EXERCISE OBJECTIVE.
Print the data from the line with "small window that the sensor captured." through the end of the data, repeating each line exactly.
= = =
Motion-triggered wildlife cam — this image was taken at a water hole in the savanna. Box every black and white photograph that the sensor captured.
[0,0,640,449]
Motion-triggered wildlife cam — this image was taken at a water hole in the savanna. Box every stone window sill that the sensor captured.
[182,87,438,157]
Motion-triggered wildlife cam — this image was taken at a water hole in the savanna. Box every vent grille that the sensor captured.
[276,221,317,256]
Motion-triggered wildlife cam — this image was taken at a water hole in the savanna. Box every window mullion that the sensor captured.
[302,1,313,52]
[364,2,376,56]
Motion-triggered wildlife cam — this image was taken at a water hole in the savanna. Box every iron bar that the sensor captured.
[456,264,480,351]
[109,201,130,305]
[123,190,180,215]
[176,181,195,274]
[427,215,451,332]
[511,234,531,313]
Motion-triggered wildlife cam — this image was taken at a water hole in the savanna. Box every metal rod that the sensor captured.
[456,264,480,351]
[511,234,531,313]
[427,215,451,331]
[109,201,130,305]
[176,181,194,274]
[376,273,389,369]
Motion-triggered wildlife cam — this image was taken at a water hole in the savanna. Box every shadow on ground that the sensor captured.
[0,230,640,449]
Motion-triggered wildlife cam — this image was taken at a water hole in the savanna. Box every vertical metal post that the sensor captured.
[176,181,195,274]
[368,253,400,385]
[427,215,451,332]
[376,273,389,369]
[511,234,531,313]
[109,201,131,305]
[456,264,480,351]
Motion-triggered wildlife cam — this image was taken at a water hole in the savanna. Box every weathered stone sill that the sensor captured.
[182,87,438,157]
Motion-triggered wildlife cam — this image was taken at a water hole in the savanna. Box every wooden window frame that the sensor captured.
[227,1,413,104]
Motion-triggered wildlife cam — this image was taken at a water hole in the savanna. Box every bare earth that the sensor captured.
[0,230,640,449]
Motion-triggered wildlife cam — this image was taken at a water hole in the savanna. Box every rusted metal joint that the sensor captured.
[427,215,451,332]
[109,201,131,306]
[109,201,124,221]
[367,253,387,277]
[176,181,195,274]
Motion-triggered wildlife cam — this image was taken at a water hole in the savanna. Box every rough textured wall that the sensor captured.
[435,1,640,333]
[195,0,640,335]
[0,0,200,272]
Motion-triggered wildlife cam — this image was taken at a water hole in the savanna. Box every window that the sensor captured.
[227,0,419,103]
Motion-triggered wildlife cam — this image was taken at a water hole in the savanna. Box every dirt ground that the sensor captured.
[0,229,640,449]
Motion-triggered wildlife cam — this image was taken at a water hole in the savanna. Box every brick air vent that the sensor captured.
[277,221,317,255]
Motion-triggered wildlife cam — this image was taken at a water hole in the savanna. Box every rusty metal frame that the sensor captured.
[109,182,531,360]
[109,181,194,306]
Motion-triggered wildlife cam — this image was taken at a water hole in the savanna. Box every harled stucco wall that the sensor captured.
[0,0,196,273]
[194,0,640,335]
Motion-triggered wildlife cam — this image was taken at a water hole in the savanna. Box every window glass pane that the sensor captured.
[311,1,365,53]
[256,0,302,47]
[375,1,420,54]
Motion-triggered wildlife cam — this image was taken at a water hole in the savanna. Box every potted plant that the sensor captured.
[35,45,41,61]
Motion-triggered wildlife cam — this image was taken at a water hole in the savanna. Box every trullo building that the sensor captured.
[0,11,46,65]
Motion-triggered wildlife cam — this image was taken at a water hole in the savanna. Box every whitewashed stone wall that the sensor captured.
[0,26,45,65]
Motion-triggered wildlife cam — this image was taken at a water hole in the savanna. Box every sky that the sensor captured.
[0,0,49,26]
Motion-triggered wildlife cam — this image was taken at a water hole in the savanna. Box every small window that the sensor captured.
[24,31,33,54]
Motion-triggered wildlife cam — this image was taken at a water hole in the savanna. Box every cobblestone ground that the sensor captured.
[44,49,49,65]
= = =
SOLUTION FOR THIS PROBLEM.
Motion-triggered wildlife cam — this image was taken at a water hole in the savanna. Box every small window that the sensor captured.
[24,31,33,54]
Motion-triggered wildlife cam — this image was taken at a water hole in the savanna. Box every cobblestone ground that the sensor captured.
[44,49,49,65]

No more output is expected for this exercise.